WORK TO COMPLETE: Quote the data below word for word, leaving out the pictures.

○ ○ ○ ○ ○

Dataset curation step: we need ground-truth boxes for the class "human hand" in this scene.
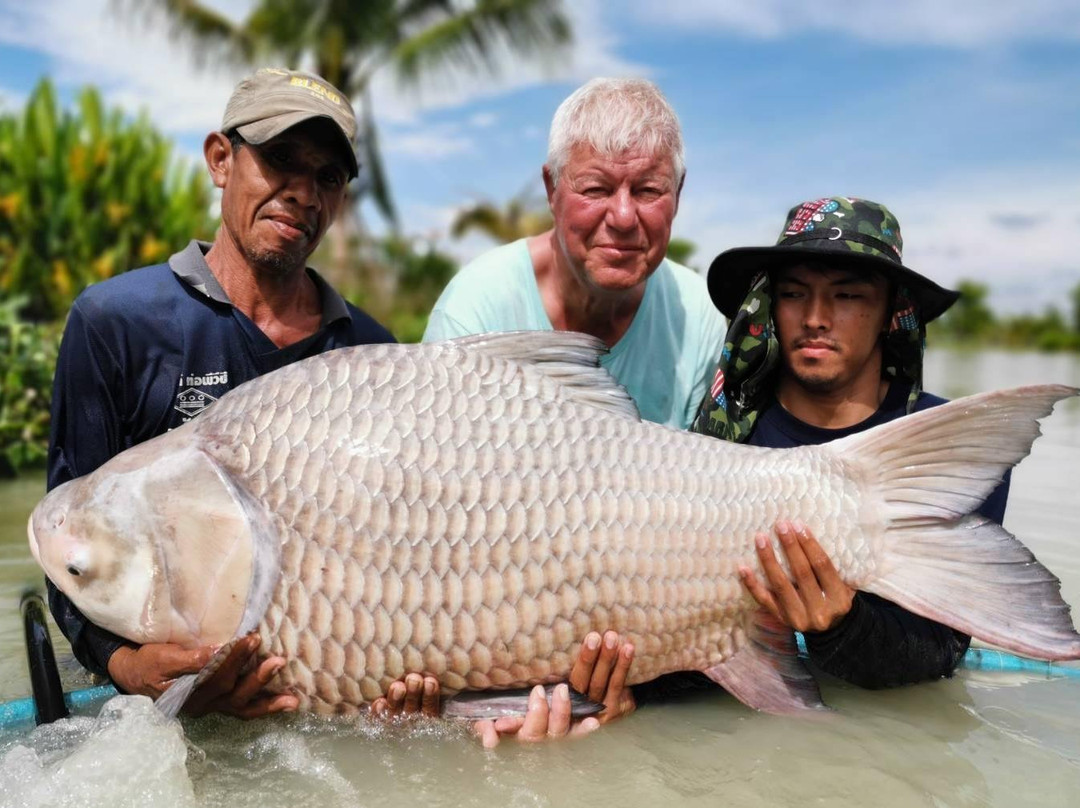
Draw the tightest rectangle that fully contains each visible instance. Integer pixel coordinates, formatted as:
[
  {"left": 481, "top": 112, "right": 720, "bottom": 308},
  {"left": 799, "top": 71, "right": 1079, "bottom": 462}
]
[
  {"left": 108, "top": 634, "right": 299, "bottom": 718},
  {"left": 370, "top": 673, "right": 440, "bottom": 718},
  {"left": 739, "top": 521, "right": 855, "bottom": 632},
  {"left": 473, "top": 631, "right": 636, "bottom": 749}
]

○ ○ ○ ○ ○

SOLUTION FOR THIS EXERCISE:
Dataset curation step: we need ground-truth boxes for the class "human hand" in this scene.
Draw the tightest rectangle that fully contains each visible instance. Integer pixel coordinates, formatted as:
[
  {"left": 481, "top": 112, "right": 720, "bottom": 308},
  {"left": 799, "top": 71, "right": 1079, "bottom": 462}
]
[
  {"left": 108, "top": 634, "right": 299, "bottom": 718},
  {"left": 370, "top": 673, "right": 440, "bottom": 718},
  {"left": 739, "top": 521, "right": 855, "bottom": 632},
  {"left": 473, "top": 631, "right": 636, "bottom": 749}
]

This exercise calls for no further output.